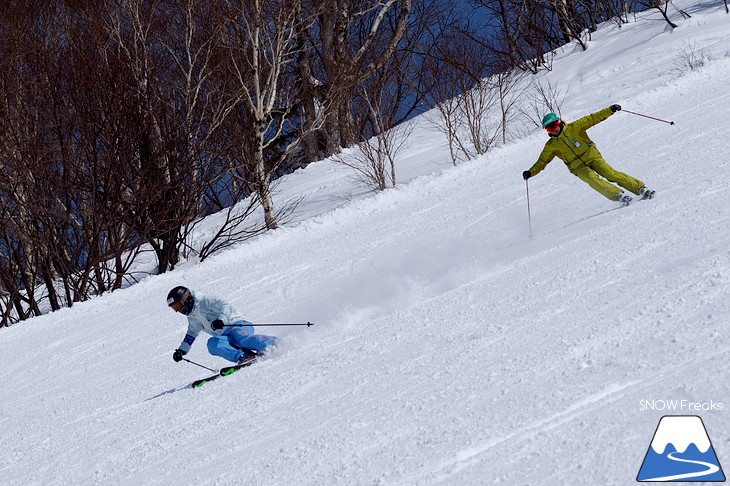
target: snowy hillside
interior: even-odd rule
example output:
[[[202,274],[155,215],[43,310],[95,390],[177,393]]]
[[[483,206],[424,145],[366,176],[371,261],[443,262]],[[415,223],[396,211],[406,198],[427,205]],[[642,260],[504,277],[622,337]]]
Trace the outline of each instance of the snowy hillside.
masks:
[[[690,405],[730,465],[730,15],[604,25],[542,74],[606,160],[657,190],[616,207],[534,130],[451,167],[418,125],[397,188],[343,166],[289,176],[299,222],[204,263],[0,330],[3,485],[627,485]],[[652,19],[655,14],[649,15]],[[713,60],[682,75],[687,43]],[[248,369],[175,363],[175,285],[233,302],[282,345]],[[209,367],[204,335],[188,357]],[[684,400],[684,402],[682,402]],[[721,409],[707,405],[721,404]],[[725,474],[728,474],[727,469]]]

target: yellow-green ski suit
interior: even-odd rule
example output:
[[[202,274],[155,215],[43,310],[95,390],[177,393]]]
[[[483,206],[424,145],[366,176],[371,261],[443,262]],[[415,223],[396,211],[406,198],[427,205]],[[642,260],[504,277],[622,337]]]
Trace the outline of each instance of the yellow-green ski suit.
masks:
[[[563,122],[558,135],[550,134],[550,140],[545,144],[535,165],[530,168],[530,176],[539,174],[551,160],[558,157],[565,162],[571,173],[612,201],[622,191],[598,177],[599,175],[634,194],[639,194],[644,183],[608,165],[586,133],[586,130],[611,115],[611,108],[604,108],[572,123]]]

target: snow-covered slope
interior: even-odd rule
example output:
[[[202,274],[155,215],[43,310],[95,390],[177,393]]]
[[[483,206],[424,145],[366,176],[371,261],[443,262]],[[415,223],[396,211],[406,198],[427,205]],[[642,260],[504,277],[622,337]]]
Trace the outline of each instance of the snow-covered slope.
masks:
[[[682,2],[680,2],[682,3]],[[330,162],[279,186],[301,221],[202,264],[0,330],[4,485],[632,484],[659,418],[700,409],[730,463],[730,16],[606,25],[561,53],[563,116],[657,190],[615,207],[535,131],[449,167],[420,121],[396,189]],[[643,17],[642,17],[643,18]],[[685,43],[714,60],[670,74]],[[568,52],[570,51],[570,52]],[[282,345],[187,389],[178,284],[231,300]],[[203,336],[190,359],[210,367]],[[685,402],[681,402],[685,400]],[[718,410],[702,410],[710,402]],[[664,402],[660,402],[664,403]],[[709,407],[705,407],[709,408]]]

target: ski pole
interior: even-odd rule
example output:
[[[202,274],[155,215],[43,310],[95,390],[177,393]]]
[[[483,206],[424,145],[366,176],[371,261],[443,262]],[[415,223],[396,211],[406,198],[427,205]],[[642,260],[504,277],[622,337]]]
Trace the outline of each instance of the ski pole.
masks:
[[[532,238],[532,214],[530,212],[530,185],[525,179],[525,190],[527,191],[527,222],[530,225],[530,238]]]
[[[624,111],[626,113],[631,113],[632,115],[643,116],[644,118],[650,118],[652,120],[660,121],[662,123],[669,123],[670,125],[674,125],[674,122],[673,121],[662,120],[661,118],[654,118],[653,116],[642,115],[641,113],[634,113],[633,111],[629,111],[629,110],[622,110],[622,111]]]
[[[213,368],[208,368],[207,366],[203,366],[202,364],[198,364],[195,361],[190,361],[187,358],[183,358],[183,361],[187,361],[190,364],[194,364],[195,366],[200,366],[201,368],[205,368],[208,371],[212,371],[213,373],[218,373],[218,370],[214,370]]]
[[[224,324],[223,327],[245,327],[245,326],[255,326],[255,327],[272,327],[272,326],[313,326],[313,322],[307,322],[307,323],[296,323],[296,324]]]

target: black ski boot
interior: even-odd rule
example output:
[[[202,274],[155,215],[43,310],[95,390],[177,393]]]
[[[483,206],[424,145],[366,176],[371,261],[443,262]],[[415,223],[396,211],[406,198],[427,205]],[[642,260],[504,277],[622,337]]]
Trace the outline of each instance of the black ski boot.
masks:
[[[654,197],[654,194],[656,194],[656,191],[652,191],[646,186],[641,186],[641,189],[639,189],[641,199],[651,199]]]
[[[616,194],[616,200],[623,204],[624,206],[628,206],[631,201],[633,201],[634,198],[629,196],[628,194],[624,194],[623,192],[619,192]]]

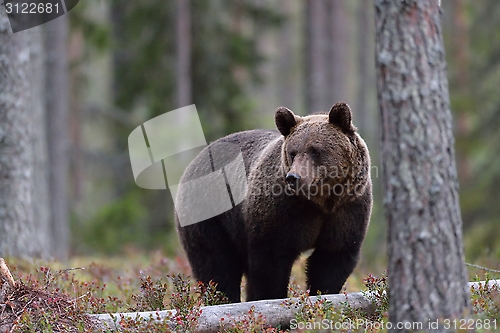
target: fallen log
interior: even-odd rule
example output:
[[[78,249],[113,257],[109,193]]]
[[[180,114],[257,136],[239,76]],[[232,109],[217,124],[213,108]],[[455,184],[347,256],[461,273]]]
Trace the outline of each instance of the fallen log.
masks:
[[[14,281],[9,267],[7,267],[5,260],[0,258],[0,287],[3,286],[4,282],[8,283],[11,288],[16,286],[16,281]]]
[[[480,284],[484,285],[484,281],[481,282],[469,282],[470,288],[478,289]],[[490,280],[488,286],[498,285],[500,287],[500,280]],[[348,294],[336,294],[336,295],[323,295],[321,299],[328,300],[333,303],[335,307],[342,307],[346,303],[353,309],[360,309],[367,314],[372,314],[374,311],[374,305],[370,301],[368,293],[355,292]],[[318,297],[311,296],[310,301],[312,303],[316,302]],[[296,306],[286,306],[285,302],[288,304],[296,304],[297,299],[274,299],[274,300],[263,300],[254,302],[243,302],[243,303],[233,303],[225,305],[215,305],[215,306],[205,306],[201,307],[201,316],[198,319],[197,332],[211,333],[218,332],[221,329],[221,319],[224,323],[229,323],[237,320],[239,317],[247,314],[251,308],[254,308],[255,313],[262,313],[266,317],[267,323],[273,327],[281,326],[288,327],[290,321],[295,318],[295,313],[298,311]],[[103,327],[112,330],[120,330],[119,321],[121,317],[131,318],[131,319],[143,319],[143,320],[167,320],[170,321],[172,327],[175,327],[174,320],[169,318],[175,318],[175,310],[165,310],[165,311],[152,311],[152,312],[137,312],[137,313],[114,313],[114,314],[97,314],[93,317],[99,320]]]
[[[3,258],[0,258],[0,303],[4,302],[5,296],[16,287],[16,281],[10,273],[9,267]]]
[[[367,313],[372,313],[373,306],[365,294],[361,292],[349,293],[349,294],[336,294],[336,295],[323,295],[321,299],[331,301],[335,306],[341,306],[341,303],[349,303],[349,305],[355,309],[361,309]],[[310,301],[312,303],[318,300],[317,296],[311,296]],[[285,302],[293,302],[296,304],[298,299],[273,299],[273,300],[262,300],[253,302],[243,302],[243,303],[233,303],[224,305],[214,305],[214,306],[204,306],[201,307],[201,316],[198,319],[198,326],[196,332],[218,332],[221,328],[221,320],[229,324],[230,322],[238,320],[238,318],[244,316],[252,307],[255,313],[262,313],[266,317],[266,322],[273,326],[288,327],[290,325],[290,320],[295,318],[295,313],[298,311],[297,306],[286,306]],[[103,326],[108,329],[119,330],[119,321],[121,317],[148,320],[154,318],[154,320],[169,320],[169,318],[175,318],[176,310],[164,310],[164,311],[150,311],[150,312],[137,312],[137,313],[114,313],[114,314],[98,314],[94,315],[95,319],[98,319],[103,323]],[[175,327],[174,320],[170,320],[172,327]]]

TASK ITEM>
Only the number is wanted here. How many lines in the entries contain "covered"?

ANSWER AREA>
2